Natural-language object grounding data:

=== Section Start ===

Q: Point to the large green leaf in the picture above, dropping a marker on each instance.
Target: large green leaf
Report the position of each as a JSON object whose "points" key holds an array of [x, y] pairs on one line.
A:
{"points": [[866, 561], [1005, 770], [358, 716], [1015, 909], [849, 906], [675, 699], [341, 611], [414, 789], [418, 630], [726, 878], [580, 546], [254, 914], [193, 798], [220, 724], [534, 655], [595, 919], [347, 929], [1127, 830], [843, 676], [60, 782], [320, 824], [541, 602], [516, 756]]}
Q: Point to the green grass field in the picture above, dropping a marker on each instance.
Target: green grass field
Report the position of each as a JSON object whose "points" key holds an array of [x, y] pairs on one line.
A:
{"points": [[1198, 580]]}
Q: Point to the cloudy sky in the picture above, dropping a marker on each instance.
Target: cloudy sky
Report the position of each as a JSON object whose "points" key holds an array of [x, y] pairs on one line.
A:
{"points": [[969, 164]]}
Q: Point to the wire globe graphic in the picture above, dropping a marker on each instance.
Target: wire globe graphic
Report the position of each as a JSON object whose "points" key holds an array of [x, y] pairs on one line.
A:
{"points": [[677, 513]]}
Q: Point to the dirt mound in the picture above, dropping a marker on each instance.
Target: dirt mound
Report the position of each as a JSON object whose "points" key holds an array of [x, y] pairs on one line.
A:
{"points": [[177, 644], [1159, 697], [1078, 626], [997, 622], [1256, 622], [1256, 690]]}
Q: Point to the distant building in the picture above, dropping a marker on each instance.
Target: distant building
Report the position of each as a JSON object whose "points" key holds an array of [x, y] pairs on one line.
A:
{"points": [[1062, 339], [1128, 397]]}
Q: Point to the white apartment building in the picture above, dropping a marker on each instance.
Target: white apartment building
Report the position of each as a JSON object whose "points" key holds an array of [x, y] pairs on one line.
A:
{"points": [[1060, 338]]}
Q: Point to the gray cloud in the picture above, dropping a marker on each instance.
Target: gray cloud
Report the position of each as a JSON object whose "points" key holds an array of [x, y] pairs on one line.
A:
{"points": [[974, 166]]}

=== Section End ===

Output the lines above verbatim and in full.

Q: Point to the large green leaf in the picture above, dropping a marker on each instance.
Target: large green leaf
Report the position of each as a JSON object whose "points" key holds an array of [x, y] pairs on one line.
A:
{"points": [[866, 561], [1005, 770], [358, 716], [1015, 909], [849, 906], [675, 699], [341, 611], [414, 789], [418, 630], [726, 878], [580, 546], [254, 914], [193, 798], [220, 724], [534, 655], [595, 919], [347, 929], [1127, 830], [843, 676], [60, 782], [320, 824], [541, 602], [516, 756]]}
Q: Point to the green grass field in the picture above, dropping a marker on each instance.
Target: green grass field
Report the position of each as a JSON object whose "points" key holds an array of [x, y] pairs on one line.
A:
{"points": [[1198, 580]]}
Q: Point to the cloudy sky in the picture above, dropping a marker on each instance.
Target: cloudy sky
Report the position of each as a JSON object whose "points" key holds an array of [x, y] pairs on one line.
A:
{"points": [[969, 164]]}
Q: Point to the wire globe graphic in the picture above, dropping a marker on each instance.
Target: wire globe graphic
Report the position of each as a JSON object whose "points" key holds an array of [x, y] pairs on one line.
A:
{"points": [[677, 513]]}
Q: Point to the dirt mound in the picture above, dropping a marker on each instance.
Target: dirt mound
Report the position of each as a JSON object whose "points" key holds an array of [x, y] pairs on one line.
A:
{"points": [[177, 644], [1159, 697], [1078, 626], [997, 622], [1256, 622], [1256, 690]]}
Q: Point to the distant building in the picture above, dropping a marker on each instance.
Target: distant building
Report the position of each as a JSON object whose "points" key holds an array of [x, y] pairs on one line.
A:
{"points": [[1062, 339], [1128, 397]]}
Q: Point to the white apartment building in the picture above, dropping a marker on each instance.
Target: white apartment building
Report the position of each as a JSON object whose "points" key holds an array of [x, y] pairs on one line.
A:
{"points": [[1060, 338]]}
Q: Point to the gray cloud in the picture above, dropping a marker on each instance.
Target: gray cloud
Report the position of each as a JSON object whose "points" key holds an array of [x, y] pairs on one line.
A:
{"points": [[974, 166]]}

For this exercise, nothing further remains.